EXCERPT
Improve Exchange – voice your ideas now


Following up the request for input for an interview with Perry Clarke, Microsoft VP for Exchange development (the interview is this coming Friday, and I will publish the result on my Exchange Unwashed blog), a number of the Exchange MVPs have discussed how best to collect real-world user input for feature requests. The result is the Exchange Improvements site. Please visit it to add your input, browse other ideas, and vote for the improvements that you consider most worthy.

Why have such a site? After all, surely Microsoft receives tons of customer feedback either direct or via its field? The answer is that Microsoft absolutely does receive many ideas and suggestions for future products but many of these ideas naturally go through a filter. Ideas coming from a customer reflect the needs and requirements of a particular customer (obviously) and might be highly specific to their industry or business. I also think that the logic and rationale of some of these suggestions are badly communicated because they tend to come up during highly structured executive-level meetings between Microsoft and customers. Customer executives who attend these meetings are not usually experts in Exchange and don’t have the necessary background in operations or the technology to understand why a request might be important. Likewise, the Microsoft representatives might not just “get it” when they hear the idea and anyway, the discussion is often overtaken by more important and pressing events such as the need to review an enterprise software licensing agreement. I’ve participated in many executive-level meetings between vendors and customers and have seen this kind of interaction happen often.

COLLECTED DATA
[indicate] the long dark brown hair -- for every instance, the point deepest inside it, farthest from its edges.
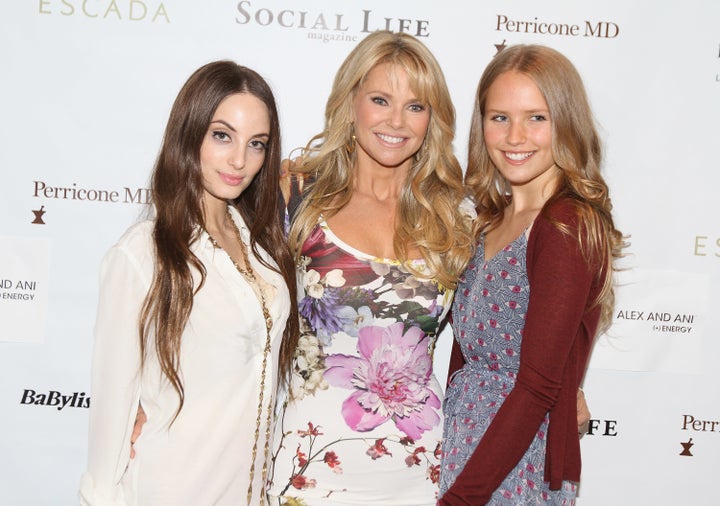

TO DO
Extend the post about the Exchange Improvements site by writing what follows its final sentence.

EXPECTED OUTPUT
Microsoft field representatives do their best to advance the needs of their customers but I suspect that they are just one voice in a very large company and that voice, unless it is well known and recognized by the product group, might be overlooked or ignored. It’s human nature to impose a personal filter on the deluge of email and other communications that flow within major corporations.

So the Exchange Improvements site will give us all an overt, public voice on improvements that you would like to see in the product. You can contribute ideas for both the on-premises and cloud versions of Exchange – given that the two share a common code base an idea that makes sense for one platform might very well make similar sense for the other and it’s a real win if an idea can be implemented for both Exchange Online (Office 365) and Exchange on-premises (either in an update to Exchange 2013 or a new version).

Naturally there is no guarantee that Microsoft will pay any attention to the outcome but I hear great reports of solid product group interaction for a similar site dedicated to Lync improvements, so there’s always hope.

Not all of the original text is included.